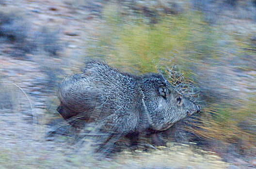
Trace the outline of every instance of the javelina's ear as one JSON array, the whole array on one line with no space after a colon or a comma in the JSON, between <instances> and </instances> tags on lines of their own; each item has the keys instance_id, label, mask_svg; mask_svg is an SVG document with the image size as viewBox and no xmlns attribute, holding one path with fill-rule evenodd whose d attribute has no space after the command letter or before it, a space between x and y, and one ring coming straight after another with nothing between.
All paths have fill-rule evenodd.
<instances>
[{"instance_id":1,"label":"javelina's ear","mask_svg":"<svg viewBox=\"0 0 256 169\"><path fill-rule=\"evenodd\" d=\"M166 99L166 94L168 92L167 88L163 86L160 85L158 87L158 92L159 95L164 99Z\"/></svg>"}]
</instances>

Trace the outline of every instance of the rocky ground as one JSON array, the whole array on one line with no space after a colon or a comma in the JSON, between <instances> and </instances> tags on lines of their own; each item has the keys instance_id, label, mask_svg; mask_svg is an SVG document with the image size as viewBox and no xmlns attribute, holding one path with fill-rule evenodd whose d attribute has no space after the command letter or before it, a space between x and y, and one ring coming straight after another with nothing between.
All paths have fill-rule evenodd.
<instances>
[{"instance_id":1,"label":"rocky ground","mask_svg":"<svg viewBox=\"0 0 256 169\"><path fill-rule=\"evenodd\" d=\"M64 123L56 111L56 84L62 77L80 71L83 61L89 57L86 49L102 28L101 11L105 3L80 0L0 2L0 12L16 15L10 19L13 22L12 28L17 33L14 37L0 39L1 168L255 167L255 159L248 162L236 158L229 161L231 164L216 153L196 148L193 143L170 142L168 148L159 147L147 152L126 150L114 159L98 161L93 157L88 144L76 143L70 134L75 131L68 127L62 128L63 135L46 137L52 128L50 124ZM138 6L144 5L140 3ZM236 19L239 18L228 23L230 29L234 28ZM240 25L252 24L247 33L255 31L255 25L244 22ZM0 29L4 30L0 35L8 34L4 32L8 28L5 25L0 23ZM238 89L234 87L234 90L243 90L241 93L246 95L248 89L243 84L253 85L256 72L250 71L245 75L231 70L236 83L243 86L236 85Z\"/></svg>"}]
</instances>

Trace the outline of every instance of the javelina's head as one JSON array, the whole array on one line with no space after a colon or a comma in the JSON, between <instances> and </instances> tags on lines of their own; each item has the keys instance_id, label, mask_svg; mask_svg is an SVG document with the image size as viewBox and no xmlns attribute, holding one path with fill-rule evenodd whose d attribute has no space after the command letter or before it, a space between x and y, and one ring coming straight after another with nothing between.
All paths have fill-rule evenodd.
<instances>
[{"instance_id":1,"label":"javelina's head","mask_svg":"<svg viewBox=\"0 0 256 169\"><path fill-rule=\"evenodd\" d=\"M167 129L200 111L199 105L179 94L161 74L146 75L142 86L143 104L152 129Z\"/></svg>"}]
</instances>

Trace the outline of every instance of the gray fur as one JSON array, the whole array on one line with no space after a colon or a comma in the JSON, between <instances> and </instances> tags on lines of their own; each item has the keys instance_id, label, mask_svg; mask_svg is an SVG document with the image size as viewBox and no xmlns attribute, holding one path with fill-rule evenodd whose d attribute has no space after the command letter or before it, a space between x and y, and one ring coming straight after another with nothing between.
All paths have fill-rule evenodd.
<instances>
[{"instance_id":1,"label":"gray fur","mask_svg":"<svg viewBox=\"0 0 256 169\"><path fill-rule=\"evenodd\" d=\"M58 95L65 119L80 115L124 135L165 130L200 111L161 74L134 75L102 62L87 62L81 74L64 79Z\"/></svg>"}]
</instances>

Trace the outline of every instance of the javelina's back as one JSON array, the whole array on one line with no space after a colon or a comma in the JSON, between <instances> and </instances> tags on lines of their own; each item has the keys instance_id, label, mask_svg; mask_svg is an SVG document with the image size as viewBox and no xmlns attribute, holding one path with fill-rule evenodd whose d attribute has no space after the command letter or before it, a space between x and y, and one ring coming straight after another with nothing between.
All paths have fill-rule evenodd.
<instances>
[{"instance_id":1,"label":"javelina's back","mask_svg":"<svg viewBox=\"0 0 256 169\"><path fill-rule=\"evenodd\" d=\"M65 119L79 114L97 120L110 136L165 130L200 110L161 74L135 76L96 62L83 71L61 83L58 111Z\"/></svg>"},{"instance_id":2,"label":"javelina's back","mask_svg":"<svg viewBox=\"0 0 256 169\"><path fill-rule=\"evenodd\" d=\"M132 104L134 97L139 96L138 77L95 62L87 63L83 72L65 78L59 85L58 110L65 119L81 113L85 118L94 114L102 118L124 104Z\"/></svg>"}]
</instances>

·····

> Given task
Quote every entry exactly, with the pictures omitted.

> The answer
Trace the outline of every instance of the javelina's ear as one JSON array, the whole array on one line with no space after a colon or a comma in the JSON, between <instances> and </instances> tags on lines of their own; each item has the keys instance_id, label, mask_svg; mask_svg is an SVG document with the image size as viewBox and no xmlns attribute, holding one path with fill-rule evenodd whose d attribute has no space after the command letter or before it, a space between x and y, and one ring coming straight after another with nothing between.
All paths have fill-rule evenodd.
<instances>
[{"instance_id":1,"label":"javelina's ear","mask_svg":"<svg viewBox=\"0 0 256 169\"><path fill-rule=\"evenodd\" d=\"M166 99L166 94L168 92L167 88L163 86L160 85L158 87L158 92L159 95L164 99Z\"/></svg>"}]
</instances>

Trace the outline of every instance of the rocky ground as one JSON array, the whole array on one line with no space after a colon or a comma in the JSON, between <instances> and </instances> tags on lines of their own; each item has the keys instance_id, label, mask_svg; mask_svg is an SVG document with the image size as viewBox and no xmlns attribute, holding one path with fill-rule evenodd whose d attribute has no space after the command letter or before it, a space between x and y, and one ring coming straight after another with nothing between.
All paths have fill-rule evenodd.
<instances>
[{"instance_id":1,"label":"rocky ground","mask_svg":"<svg viewBox=\"0 0 256 169\"><path fill-rule=\"evenodd\" d=\"M64 123L56 111L56 84L62 77L80 71L83 61L89 57L86 49L102 28L101 11L105 3L80 0L0 2L0 12L16 15L10 19L13 22L12 28L17 33L14 37L0 39L1 168L255 167L255 159L248 162L236 158L229 161L231 164L216 153L196 148L193 143L170 142L168 148L159 147L147 152L126 150L114 159L98 161L93 157L88 144L76 143L70 134L75 131L68 127L62 128L63 135L46 137L52 128L50 124ZM138 6L144 5L140 3ZM236 19L239 18L228 23L230 29L234 28ZM240 25L252 24L247 33L255 31L255 25L244 22ZM0 29L4 30L0 35L8 34L4 32L8 28L5 25L0 23ZM238 89L234 87L234 90L243 90L241 93L246 95L248 89L243 84L253 85L256 72L250 71L245 75L231 70L236 83L243 86L236 85Z\"/></svg>"}]
</instances>

Trace the outline of every instance of the javelina's head as one JSON array, the whole array on one line with no space after a colon or a comma in the JSON, between <instances> and </instances> tags on lines of their own; each item has the keys instance_id, label, mask_svg; mask_svg is an SVG document with the image size as viewBox and no xmlns attribute, holding one path with fill-rule evenodd whose d attribute has no space after the command letter or before it, a space between x and y, and one ring coming straight after another with nothing between.
All paths have fill-rule evenodd.
<instances>
[{"instance_id":1,"label":"javelina's head","mask_svg":"<svg viewBox=\"0 0 256 169\"><path fill-rule=\"evenodd\" d=\"M167 129L200 111L199 105L179 94L161 74L146 75L142 86L143 104L152 129Z\"/></svg>"}]
</instances>

Trace the outline of every instance of the gray fur as one JSON array, the whole array on one line with no space after a colon or a comma in the JSON, between <instances> and </instances> tags on lines of their own; each item has the keys instance_id, label, mask_svg; mask_svg is an SVG document with the image size as viewBox and no xmlns attribute, holding one path with fill-rule evenodd whose d attribute has no space after the command letter or before it, a space between x and y, and one ring coming straight after another with nothing between.
All paths have fill-rule evenodd.
<instances>
[{"instance_id":1,"label":"gray fur","mask_svg":"<svg viewBox=\"0 0 256 169\"><path fill-rule=\"evenodd\" d=\"M58 95L65 119L80 115L124 135L165 130L200 111L161 74L134 75L102 62L87 62L81 74L64 79Z\"/></svg>"}]
</instances>

Trace the outline of every instance of the javelina's back as one JSON array, the whole array on one line with no space after a colon or a comma in the JSON, between <instances> and </instances> tags on lines of their own; each item has the keys instance_id, label, mask_svg; mask_svg is an SVG document with the image size as viewBox and no xmlns attribute, holding one path with fill-rule evenodd whose d attribute has no space after the command letter or before it, a space between x and y, and one ring coming straight after another with nothing between.
All paths have fill-rule evenodd.
<instances>
[{"instance_id":1,"label":"javelina's back","mask_svg":"<svg viewBox=\"0 0 256 169\"><path fill-rule=\"evenodd\" d=\"M65 119L79 114L97 120L110 136L165 130L200 110L161 74L135 76L96 62L83 71L61 83L58 111Z\"/></svg>"},{"instance_id":2,"label":"javelina's back","mask_svg":"<svg viewBox=\"0 0 256 169\"><path fill-rule=\"evenodd\" d=\"M132 104L134 97L139 96L138 77L95 62L87 63L83 72L65 78L59 85L58 110L65 119L81 113L85 118L94 114L102 118L124 104Z\"/></svg>"}]
</instances>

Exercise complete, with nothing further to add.